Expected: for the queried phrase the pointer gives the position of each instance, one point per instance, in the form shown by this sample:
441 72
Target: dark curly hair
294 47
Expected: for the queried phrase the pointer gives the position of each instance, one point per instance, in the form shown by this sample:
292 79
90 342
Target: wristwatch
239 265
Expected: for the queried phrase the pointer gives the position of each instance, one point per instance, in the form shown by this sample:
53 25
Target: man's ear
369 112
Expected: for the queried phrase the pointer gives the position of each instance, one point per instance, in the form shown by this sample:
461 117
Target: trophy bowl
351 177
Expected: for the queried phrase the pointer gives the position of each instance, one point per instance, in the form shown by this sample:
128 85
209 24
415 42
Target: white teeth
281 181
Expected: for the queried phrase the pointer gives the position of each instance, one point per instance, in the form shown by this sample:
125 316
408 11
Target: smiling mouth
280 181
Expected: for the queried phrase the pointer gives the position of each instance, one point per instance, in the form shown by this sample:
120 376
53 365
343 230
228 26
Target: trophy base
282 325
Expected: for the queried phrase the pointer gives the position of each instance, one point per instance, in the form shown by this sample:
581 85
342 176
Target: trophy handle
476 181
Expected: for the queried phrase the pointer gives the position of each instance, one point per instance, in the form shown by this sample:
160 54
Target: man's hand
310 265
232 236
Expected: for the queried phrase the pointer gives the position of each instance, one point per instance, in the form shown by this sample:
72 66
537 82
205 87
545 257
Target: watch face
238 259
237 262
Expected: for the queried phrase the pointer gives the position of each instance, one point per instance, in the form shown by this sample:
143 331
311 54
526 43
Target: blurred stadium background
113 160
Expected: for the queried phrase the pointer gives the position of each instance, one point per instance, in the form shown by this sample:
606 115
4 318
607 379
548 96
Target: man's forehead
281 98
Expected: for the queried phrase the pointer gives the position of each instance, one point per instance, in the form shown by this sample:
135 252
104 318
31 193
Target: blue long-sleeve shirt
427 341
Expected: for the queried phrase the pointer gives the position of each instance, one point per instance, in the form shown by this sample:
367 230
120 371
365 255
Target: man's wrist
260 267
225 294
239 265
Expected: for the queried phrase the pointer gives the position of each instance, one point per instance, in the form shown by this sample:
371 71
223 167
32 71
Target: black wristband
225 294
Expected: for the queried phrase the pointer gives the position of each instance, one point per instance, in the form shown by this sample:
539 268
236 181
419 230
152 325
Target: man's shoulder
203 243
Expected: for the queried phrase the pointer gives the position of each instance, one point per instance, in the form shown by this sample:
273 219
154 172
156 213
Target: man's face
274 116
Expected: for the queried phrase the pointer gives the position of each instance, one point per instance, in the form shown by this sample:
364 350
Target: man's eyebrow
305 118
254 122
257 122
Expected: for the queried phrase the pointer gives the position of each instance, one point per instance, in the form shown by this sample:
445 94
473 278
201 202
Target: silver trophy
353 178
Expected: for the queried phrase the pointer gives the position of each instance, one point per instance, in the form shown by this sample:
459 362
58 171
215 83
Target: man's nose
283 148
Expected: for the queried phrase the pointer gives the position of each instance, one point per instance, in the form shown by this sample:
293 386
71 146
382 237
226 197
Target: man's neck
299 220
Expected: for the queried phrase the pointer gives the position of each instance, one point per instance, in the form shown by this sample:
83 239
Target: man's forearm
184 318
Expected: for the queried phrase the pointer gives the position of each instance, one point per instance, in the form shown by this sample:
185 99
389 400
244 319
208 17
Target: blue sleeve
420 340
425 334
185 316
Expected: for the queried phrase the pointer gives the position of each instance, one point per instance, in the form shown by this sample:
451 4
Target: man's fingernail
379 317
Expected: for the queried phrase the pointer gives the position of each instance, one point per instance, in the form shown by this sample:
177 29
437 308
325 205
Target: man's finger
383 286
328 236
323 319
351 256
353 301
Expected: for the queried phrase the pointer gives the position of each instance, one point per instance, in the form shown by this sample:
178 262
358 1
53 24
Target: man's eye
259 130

--

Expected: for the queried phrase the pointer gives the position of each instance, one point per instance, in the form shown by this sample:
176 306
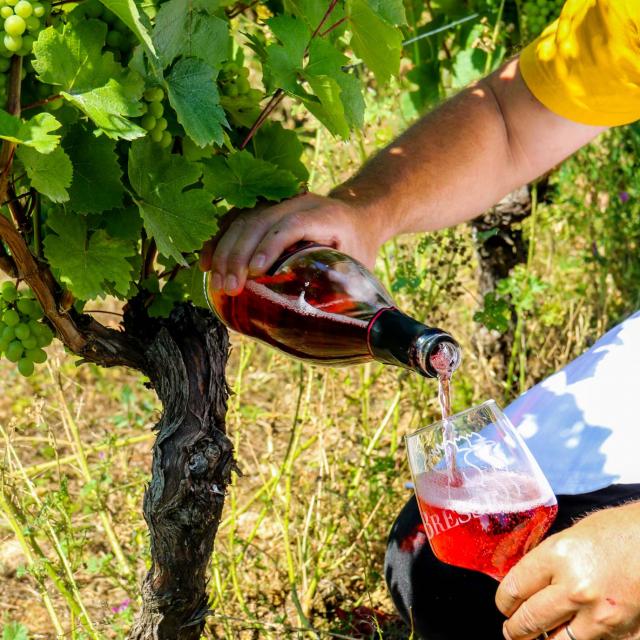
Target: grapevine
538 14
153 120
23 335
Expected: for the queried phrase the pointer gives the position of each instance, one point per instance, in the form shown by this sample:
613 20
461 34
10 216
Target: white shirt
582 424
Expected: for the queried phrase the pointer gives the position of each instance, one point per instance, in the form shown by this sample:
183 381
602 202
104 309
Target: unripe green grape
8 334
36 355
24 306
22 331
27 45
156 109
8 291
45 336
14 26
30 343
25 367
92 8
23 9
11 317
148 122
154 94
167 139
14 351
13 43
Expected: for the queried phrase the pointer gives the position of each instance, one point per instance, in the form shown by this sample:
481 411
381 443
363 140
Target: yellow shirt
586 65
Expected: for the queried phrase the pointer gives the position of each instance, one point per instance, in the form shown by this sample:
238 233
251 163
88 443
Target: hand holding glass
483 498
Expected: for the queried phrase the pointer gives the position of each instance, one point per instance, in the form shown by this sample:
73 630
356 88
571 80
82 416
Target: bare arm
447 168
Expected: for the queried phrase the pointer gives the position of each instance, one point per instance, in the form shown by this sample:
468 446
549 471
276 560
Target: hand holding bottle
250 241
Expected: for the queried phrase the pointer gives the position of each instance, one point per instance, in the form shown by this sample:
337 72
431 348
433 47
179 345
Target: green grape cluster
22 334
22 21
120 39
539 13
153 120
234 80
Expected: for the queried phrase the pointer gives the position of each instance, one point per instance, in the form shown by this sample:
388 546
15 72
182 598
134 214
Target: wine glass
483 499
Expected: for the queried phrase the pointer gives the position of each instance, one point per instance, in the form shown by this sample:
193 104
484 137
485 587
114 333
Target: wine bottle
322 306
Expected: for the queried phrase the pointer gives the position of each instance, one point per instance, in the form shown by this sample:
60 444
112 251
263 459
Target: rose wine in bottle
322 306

GOAL:
Find every line in the listing above that contains the word "blue" and copy each one as it appears.

ANSWER IN FULL:
Target: blue long-sleeve shirt
Target: blue sleeve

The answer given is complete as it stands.